[Directive] Below are some entries; can you quote all of them exactly?

Point annotation dataset records
========================================================================

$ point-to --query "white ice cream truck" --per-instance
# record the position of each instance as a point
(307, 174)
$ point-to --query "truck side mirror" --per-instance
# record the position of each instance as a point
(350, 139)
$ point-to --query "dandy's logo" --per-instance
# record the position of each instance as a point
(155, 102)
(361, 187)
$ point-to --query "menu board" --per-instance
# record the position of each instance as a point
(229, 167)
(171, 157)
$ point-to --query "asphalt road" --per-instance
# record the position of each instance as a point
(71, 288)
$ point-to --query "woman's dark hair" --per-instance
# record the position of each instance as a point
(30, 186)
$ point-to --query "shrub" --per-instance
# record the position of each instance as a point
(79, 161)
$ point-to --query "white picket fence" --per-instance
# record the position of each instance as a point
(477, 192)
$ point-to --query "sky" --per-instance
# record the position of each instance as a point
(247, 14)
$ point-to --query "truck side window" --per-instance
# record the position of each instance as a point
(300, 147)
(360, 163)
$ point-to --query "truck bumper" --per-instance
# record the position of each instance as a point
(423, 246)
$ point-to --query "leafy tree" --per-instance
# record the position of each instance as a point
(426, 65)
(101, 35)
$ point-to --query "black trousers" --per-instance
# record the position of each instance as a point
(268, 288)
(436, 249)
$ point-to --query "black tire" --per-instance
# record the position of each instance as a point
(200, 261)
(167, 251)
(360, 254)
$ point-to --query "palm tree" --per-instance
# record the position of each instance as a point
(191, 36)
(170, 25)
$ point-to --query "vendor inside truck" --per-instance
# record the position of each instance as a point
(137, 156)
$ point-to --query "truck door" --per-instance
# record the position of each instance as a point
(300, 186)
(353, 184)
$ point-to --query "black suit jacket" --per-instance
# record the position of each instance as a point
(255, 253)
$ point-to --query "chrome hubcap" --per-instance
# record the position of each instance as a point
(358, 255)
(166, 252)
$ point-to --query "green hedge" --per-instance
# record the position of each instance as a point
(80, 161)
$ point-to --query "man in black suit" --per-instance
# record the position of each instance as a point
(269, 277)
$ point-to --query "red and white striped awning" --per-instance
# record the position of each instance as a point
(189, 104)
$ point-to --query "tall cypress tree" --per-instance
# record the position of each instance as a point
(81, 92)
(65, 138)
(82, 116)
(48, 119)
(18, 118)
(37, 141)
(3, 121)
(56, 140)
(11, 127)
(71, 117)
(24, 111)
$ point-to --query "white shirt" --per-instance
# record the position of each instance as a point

========================================================================

[Answer for the task]
$ point-to --query "white ice cream truck" --per-instance
# record the position of each instance as a point
(307, 174)
$ point-to --query "truck side mirror" --per-instance
# record the position of each instance as a point
(350, 139)
$ point-to --query "dandy's logo" --per-instance
# record the position of each instance as a point
(155, 102)
(361, 187)
$ point-to --query "menu board" --per-instance
# record the position of each instance as a point
(229, 167)
(171, 157)
$ point-to --query "asphalt road" --per-instance
# record the position of each instance as a point
(71, 288)
$ point-to --query "woman's dark hair" --per-instance
# record the position of each instance as a point
(30, 186)
$ point-to --query "shrub" --per-instance
# record the position of each instance as a point
(79, 161)
$ point-to --query "white picket fence" --per-instance
# record the position of each instance as a point
(477, 192)
$ point-to --query "sky" --per-instance
# record the position of each instance as a point
(247, 14)
$ point-to --query "truck side window" --per-instance
# record the position of each instance as a point
(300, 147)
(360, 163)
$ point-to --query "truck bumper" --per-instance
# record the position of each instance as a point
(423, 246)
$ point-to --query "leafy tree" --per-instance
# record the position of each instance as a point
(426, 65)
(101, 35)
$ point-to --query "black trousers" --per-instance
# record the position of each instance as a point
(268, 288)
(436, 249)
$ point-to --query "black tire" --per-instance
# record the position of each instance as a point
(200, 261)
(167, 251)
(360, 254)
$ point-to --query "palm tree" --per-instance
# record the position of each instance as a point
(191, 36)
(170, 25)
$ point-to --query "vendor inside truck" --per-instance
# record the position of each instance as a point
(137, 156)
$ point-to --query "truck door" --per-instance
# record the position of each instance as a point
(300, 186)
(353, 184)
$ point-to --query "black suit jacket" --per-instance
# record the position of each instance as a point
(255, 253)
$ point-to --query "chrome hubcap" --per-instance
# record the position of each instance as a point
(358, 255)
(166, 252)
$ point-to --query "green hedge" --per-instance
# record the position of each instance as a point
(80, 161)
$ point-to --query "man in black suit" --per-instance
# record the position of each instance as a point
(269, 277)
$ point-to --query "red and white striped awning" --per-instance
# record the position of each instance as a point
(189, 104)
$ point-to --query "tall cypress tree" --per-instance
# record the position of each instance as a point
(81, 92)
(65, 138)
(82, 116)
(48, 119)
(18, 118)
(37, 141)
(3, 121)
(56, 140)
(11, 127)
(71, 117)
(24, 111)
$ point-to --query "white shirt" --per-instance
# record the position of each instance as a point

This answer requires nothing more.